Give the records below as a numbered list, leaving out any blank lines.

━━━━━ Excerpted records

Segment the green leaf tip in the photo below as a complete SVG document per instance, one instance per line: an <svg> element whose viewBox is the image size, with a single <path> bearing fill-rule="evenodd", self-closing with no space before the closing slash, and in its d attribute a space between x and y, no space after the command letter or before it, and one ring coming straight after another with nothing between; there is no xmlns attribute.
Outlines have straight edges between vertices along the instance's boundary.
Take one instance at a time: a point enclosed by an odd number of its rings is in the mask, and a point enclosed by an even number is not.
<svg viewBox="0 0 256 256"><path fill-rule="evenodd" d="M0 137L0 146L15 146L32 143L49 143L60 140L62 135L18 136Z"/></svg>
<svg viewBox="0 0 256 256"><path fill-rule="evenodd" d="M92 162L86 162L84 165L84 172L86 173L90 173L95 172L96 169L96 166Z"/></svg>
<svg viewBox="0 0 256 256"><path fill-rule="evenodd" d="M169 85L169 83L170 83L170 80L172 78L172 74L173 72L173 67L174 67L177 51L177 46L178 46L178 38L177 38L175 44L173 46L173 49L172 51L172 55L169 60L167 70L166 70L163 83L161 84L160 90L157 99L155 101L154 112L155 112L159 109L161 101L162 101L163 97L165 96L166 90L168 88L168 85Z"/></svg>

━━━━━━━━━━

→ Completed exercise:
1. Segment the green leaf tip in the photo below as a complete SVG document per instance, one instance per line: an <svg> element whose viewBox is the image size, with a single <path> bearing fill-rule="evenodd", self-closing with no space before the closing slash, and in its d attribute a space between x and y, no space after the command letter or before it, and one ring coming straight after another with nothing between; there is no xmlns attribute.
2. Outlines have straight edges between vertices along the instance's boundary.
3. Take one instance at a time: a point enclosed by an odd number of its rings is in the mask, and a point enclosed by an even number is not.
4. <svg viewBox="0 0 256 256"><path fill-rule="evenodd" d="M0 137L0 146L15 146L32 143L49 143L60 140L62 135L18 136Z"/></svg>
5. <svg viewBox="0 0 256 256"><path fill-rule="evenodd" d="M92 162L86 162L84 165L84 172L86 173L90 173L95 172L96 169L96 166Z"/></svg>
6. <svg viewBox="0 0 256 256"><path fill-rule="evenodd" d="M169 85L169 83L170 83L170 80L172 78L172 74L173 72L173 67L174 67L177 51L177 46L178 46L178 38L177 38L175 44L173 46L173 49L172 51L172 55L169 60L167 70L166 70L163 83L161 84L160 90L157 99L155 101L154 112L155 112L159 109L161 101L162 101L163 97L165 96L166 90L168 88L168 85Z"/></svg>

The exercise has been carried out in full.